#### Action item:
Output each entry verbatim and exclude every picture from it.

*** Extracted entries Section Begins ***

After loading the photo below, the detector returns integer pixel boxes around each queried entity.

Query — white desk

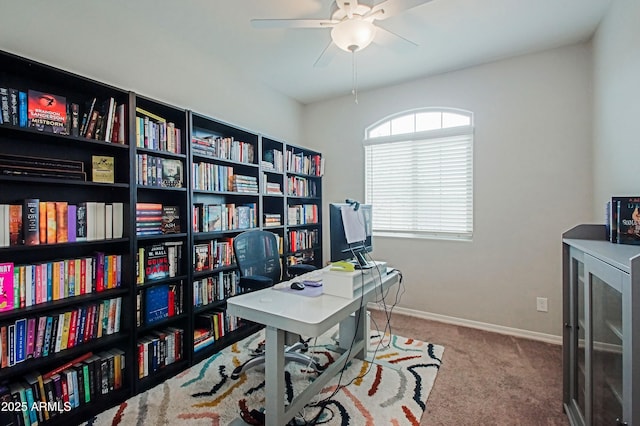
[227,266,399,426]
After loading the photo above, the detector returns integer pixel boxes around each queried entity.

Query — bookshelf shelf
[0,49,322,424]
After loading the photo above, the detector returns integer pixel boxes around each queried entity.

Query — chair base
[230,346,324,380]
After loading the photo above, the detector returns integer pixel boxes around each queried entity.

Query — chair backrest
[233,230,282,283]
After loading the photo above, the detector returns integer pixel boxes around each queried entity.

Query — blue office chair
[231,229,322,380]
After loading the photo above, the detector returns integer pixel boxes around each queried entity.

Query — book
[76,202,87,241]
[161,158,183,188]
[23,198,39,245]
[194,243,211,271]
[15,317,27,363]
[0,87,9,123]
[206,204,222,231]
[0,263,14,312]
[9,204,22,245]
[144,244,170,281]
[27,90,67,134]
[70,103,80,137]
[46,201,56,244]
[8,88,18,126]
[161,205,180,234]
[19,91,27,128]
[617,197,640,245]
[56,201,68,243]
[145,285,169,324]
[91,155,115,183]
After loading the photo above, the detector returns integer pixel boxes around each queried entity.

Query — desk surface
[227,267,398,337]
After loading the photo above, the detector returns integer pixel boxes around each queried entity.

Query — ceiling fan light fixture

*** Extracted entries Section Ends ***

#### Output of the task:
After loading the photo below, the detector returns integer pixel boxes around each queried entity.

Query — white desk

[227,266,399,426]
After loading the photo above, the detector returns integer pixel boxes around each queried entity.

Query — bookshelf shelf
[0,49,322,424]
After loading the photo above, the detector returns integer pixel boxes around each queried entity.

Query — chair base
[230,346,324,380]
After loading the photo above, the detector returns integer pixel boxes around each queried entity.

Query — chair backrest
[233,230,282,283]
After loading the photo above, the detector returns integer pixel boxes around each queried entity.

Query — blue office chair
[231,229,322,380]
After loading the photo above, the detector returns integer pixel boxes around each queried entity.

Query — book
[76,202,87,241]
[161,158,183,188]
[23,198,39,245]
[194,243,211,271]
[15,317,27,363]
[0,87,9,123]
[206,204,222,231]
[0,263,14,312]
[9,204,22,245]
[144,244,170,281]
[27,90,67,134]
[70,103,80,137]
[46,201,56,244]
[8,88,18,126]
[161,205,180,234]
[19,91,27,128]
[617,197,640,245]
[56,201,68,243]
[145,285,169,324]
[91,155,115,183]
After loading the photo above, the detector returns integer pixel boxes around each queried entity.

Query — desk surface
[227,267,398,337]
After loading the photo above, the detector returns integer pixel boxes around each queried entity.

Query — ceiling fan light fixture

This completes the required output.